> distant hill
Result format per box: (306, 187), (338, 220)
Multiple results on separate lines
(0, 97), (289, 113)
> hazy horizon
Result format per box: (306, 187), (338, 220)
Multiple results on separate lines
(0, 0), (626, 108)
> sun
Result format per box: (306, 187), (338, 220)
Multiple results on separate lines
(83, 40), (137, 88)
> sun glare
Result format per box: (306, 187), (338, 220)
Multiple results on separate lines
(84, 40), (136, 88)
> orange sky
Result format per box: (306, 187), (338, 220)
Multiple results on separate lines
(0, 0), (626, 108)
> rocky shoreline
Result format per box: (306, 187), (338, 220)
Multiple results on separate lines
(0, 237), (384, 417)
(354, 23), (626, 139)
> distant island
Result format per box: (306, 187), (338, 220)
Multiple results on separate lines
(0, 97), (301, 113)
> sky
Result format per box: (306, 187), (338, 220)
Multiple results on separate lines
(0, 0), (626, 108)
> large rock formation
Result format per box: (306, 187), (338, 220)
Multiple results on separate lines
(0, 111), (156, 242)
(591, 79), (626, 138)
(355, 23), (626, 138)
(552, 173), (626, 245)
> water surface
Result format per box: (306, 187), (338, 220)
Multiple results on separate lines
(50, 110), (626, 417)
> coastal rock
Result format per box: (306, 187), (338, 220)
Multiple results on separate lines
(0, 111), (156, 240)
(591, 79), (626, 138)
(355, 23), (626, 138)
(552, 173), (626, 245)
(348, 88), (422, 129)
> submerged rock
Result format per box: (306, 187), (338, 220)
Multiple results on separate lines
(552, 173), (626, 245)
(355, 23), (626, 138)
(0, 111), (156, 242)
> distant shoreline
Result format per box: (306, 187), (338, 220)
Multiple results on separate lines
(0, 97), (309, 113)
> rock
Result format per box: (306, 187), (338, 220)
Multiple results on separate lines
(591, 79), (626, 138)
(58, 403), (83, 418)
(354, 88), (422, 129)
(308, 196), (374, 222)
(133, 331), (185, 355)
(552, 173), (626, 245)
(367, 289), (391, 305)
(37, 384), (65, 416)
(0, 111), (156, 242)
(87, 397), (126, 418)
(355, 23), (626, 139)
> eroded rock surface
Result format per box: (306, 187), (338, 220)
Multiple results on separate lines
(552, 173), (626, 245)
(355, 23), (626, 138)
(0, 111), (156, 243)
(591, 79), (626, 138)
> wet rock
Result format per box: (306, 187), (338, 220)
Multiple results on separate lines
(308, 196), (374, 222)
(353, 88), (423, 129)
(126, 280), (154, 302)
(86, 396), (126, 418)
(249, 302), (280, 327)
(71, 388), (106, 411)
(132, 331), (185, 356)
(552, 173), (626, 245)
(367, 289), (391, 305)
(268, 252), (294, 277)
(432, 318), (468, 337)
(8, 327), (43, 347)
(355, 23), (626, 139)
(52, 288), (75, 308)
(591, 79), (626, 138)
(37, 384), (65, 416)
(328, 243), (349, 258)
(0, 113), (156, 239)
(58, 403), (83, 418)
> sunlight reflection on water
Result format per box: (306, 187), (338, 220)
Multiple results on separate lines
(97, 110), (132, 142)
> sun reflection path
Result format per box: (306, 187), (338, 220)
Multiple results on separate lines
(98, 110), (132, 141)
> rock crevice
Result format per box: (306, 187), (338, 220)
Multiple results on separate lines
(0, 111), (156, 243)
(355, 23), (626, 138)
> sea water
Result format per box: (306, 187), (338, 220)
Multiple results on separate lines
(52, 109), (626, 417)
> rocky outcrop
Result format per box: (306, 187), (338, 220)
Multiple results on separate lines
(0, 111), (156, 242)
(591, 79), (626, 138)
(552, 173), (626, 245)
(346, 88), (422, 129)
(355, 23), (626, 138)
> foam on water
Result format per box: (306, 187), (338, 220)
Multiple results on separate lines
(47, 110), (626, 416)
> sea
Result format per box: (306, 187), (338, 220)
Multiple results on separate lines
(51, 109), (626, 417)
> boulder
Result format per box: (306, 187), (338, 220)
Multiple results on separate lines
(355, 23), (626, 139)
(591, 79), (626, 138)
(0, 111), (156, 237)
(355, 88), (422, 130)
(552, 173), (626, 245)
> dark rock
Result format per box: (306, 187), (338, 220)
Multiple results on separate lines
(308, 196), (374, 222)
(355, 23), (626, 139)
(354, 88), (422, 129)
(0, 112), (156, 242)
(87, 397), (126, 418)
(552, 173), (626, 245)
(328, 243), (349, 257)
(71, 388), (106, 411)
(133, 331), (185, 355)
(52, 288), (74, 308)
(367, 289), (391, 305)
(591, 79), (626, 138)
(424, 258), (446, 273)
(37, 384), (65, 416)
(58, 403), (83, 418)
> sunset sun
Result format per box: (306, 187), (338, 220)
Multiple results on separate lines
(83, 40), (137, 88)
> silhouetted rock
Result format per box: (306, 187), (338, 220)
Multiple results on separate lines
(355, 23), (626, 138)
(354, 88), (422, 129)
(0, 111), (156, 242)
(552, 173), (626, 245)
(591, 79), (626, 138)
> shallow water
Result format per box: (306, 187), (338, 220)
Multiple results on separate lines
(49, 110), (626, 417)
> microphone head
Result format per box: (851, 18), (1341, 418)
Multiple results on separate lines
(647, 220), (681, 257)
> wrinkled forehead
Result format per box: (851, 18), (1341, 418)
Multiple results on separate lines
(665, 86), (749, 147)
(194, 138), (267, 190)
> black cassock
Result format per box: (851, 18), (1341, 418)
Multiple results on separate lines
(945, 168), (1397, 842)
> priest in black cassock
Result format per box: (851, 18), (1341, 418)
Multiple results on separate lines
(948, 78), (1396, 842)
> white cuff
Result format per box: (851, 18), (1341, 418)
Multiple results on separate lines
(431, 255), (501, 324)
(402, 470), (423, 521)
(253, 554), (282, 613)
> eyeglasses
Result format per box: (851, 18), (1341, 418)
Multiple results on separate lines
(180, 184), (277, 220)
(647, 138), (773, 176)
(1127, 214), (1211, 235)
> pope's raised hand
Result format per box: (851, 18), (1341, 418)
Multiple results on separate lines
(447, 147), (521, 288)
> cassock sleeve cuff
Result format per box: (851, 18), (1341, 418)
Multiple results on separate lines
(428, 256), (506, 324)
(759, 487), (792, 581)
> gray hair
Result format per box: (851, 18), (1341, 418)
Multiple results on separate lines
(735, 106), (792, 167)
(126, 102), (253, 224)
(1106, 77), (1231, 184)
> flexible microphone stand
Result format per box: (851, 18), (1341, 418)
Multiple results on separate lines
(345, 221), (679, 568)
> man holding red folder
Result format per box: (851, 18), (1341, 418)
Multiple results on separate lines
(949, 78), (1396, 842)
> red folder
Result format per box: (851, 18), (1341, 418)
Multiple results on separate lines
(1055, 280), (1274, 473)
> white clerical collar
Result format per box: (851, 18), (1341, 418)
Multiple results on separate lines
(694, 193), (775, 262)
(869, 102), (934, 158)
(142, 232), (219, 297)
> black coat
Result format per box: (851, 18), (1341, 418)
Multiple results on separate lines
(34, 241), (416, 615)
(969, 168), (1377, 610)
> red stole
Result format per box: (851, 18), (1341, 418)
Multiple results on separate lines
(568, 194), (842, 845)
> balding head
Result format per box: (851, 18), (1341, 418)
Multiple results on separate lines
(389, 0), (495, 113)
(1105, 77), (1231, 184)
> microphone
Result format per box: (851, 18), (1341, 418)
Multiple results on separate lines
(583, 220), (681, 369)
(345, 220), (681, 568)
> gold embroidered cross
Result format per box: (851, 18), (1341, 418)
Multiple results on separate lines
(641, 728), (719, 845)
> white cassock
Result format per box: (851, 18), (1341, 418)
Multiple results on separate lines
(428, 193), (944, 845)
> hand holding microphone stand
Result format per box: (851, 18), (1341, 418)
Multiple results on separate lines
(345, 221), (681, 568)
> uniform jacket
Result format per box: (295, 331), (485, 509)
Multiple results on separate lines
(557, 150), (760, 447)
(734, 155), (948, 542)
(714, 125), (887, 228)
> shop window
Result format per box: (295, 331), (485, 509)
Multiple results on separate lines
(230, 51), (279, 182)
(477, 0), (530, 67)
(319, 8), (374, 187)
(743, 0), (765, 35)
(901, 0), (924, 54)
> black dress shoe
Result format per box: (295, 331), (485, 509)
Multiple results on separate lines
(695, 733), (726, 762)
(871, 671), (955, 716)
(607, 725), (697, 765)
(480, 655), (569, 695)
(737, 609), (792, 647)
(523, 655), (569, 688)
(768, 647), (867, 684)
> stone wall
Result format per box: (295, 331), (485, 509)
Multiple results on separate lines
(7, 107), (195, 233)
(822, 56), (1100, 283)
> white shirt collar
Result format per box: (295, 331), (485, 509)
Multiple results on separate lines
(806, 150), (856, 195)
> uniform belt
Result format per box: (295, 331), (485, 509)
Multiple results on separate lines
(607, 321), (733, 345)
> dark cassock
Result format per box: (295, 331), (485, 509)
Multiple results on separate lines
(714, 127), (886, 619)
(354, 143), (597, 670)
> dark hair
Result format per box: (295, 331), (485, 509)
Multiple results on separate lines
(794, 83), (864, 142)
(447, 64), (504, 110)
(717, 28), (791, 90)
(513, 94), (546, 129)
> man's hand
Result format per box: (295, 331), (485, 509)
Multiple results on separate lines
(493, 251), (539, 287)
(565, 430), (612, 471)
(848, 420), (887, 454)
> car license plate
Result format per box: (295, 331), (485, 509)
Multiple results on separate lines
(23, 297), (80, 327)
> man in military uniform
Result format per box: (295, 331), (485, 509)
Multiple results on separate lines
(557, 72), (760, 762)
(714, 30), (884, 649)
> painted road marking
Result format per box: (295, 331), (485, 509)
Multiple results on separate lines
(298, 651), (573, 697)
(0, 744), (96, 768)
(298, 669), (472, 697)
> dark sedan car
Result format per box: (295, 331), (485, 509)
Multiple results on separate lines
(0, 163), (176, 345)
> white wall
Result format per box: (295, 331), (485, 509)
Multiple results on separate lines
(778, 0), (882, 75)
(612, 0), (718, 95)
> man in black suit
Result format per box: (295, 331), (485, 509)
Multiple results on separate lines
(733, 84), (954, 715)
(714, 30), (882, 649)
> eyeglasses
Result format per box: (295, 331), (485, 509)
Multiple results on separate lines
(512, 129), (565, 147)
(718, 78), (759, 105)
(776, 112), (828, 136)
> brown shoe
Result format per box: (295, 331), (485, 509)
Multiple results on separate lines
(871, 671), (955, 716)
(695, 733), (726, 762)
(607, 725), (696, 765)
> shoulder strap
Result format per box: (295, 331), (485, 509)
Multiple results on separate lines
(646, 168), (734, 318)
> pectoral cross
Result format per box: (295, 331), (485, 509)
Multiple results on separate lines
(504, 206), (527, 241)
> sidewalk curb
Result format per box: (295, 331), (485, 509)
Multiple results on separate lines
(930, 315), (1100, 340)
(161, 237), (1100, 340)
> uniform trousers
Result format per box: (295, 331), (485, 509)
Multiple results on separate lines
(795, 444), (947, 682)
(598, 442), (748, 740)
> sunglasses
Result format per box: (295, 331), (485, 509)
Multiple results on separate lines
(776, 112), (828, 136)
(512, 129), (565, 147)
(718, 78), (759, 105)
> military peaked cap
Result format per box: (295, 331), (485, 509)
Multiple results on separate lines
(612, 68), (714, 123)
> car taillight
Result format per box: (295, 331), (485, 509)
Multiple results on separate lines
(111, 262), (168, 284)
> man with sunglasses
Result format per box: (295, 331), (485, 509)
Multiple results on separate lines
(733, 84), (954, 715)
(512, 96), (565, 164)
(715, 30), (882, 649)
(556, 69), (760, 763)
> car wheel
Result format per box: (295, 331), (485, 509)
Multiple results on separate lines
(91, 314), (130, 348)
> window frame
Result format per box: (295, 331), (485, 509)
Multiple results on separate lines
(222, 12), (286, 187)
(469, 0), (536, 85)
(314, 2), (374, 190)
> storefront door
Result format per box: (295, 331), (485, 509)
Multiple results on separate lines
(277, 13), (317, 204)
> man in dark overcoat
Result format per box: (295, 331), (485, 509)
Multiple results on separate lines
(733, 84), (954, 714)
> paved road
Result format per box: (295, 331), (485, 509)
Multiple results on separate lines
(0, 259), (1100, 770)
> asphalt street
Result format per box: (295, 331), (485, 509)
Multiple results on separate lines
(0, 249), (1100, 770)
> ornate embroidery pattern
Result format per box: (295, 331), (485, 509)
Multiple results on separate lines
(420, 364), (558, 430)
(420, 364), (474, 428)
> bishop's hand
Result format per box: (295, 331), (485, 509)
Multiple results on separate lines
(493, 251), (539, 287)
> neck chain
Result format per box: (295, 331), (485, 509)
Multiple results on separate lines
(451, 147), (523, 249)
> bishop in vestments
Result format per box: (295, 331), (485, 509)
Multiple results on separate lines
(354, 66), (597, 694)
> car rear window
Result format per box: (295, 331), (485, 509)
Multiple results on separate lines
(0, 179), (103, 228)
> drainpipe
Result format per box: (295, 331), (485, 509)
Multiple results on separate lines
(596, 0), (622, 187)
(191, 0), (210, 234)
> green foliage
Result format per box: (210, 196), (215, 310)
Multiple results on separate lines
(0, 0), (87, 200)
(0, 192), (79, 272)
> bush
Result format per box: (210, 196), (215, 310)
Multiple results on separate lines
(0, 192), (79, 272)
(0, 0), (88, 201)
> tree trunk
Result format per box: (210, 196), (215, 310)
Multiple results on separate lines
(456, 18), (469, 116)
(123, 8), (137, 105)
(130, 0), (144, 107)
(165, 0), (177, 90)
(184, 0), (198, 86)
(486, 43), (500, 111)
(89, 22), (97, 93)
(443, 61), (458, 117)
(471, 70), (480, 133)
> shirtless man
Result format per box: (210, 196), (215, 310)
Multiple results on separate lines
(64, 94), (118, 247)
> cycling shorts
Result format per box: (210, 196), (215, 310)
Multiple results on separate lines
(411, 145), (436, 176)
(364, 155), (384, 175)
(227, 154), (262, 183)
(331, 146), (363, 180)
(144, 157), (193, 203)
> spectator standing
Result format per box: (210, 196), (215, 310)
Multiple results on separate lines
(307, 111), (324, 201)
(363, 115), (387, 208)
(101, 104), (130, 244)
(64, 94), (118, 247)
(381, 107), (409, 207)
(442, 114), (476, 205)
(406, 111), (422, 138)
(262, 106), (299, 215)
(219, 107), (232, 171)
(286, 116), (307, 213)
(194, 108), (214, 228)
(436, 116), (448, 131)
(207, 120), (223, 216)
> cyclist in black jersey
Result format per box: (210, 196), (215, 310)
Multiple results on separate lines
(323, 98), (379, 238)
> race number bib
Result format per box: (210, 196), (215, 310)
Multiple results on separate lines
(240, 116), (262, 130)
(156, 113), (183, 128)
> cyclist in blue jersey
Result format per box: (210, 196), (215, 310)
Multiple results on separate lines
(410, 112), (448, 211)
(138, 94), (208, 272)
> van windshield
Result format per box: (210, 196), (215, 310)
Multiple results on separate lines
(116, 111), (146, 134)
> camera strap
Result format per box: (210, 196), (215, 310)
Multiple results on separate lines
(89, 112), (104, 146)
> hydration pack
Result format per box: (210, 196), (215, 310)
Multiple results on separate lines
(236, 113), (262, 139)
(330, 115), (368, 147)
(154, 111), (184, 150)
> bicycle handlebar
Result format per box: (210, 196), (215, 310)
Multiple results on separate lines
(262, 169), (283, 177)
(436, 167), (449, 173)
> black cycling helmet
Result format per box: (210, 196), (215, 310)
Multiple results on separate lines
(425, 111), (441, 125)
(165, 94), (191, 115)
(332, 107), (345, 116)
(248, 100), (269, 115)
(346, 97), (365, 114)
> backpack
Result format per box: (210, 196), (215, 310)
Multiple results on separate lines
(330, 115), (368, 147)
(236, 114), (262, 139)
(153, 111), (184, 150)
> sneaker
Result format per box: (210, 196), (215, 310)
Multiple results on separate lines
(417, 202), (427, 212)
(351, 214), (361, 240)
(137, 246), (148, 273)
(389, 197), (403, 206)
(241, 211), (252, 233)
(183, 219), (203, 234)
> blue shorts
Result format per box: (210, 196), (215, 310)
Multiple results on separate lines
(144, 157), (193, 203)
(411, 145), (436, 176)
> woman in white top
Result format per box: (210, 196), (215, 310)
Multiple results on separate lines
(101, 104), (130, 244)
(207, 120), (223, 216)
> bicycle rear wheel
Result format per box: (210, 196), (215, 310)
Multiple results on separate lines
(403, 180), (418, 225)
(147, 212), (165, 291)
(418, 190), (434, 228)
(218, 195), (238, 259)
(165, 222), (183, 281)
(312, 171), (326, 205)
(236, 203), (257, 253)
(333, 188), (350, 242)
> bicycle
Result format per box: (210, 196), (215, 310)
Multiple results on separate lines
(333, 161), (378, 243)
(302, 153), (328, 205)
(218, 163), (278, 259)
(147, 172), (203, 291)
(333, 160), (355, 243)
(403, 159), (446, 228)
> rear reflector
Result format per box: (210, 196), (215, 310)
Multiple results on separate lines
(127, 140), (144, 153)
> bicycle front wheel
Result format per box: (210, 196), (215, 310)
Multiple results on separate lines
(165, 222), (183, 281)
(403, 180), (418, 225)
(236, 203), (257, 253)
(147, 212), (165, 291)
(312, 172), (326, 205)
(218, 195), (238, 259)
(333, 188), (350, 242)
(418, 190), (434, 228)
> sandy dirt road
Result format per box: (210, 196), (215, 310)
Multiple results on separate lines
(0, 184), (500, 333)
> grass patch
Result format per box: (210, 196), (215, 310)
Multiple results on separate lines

◇ ◇ ◇ ◇ ◇

_What to do_.
Reproduce the lines of the records verbatim, from the line containing "bishop in vestments" through the line containing "(191, 0), (210, 234)", inclusive.

_Worked answer_.
> bishop in vestments
Result format per box: (295, 331), (485, 509)
Multiple results on separate lines
(354, 66), (597, 694)
> car rear window
Result format per box: (295, 331), (485, 509)
Multiple results on separate lines
(0, 179), (103, 228)
> drainpipe
Result format per box: (295, 331), (485, 509)
Multiple results on separate lines
(596, 0), (622, 187)
(191, 0), (210, 234)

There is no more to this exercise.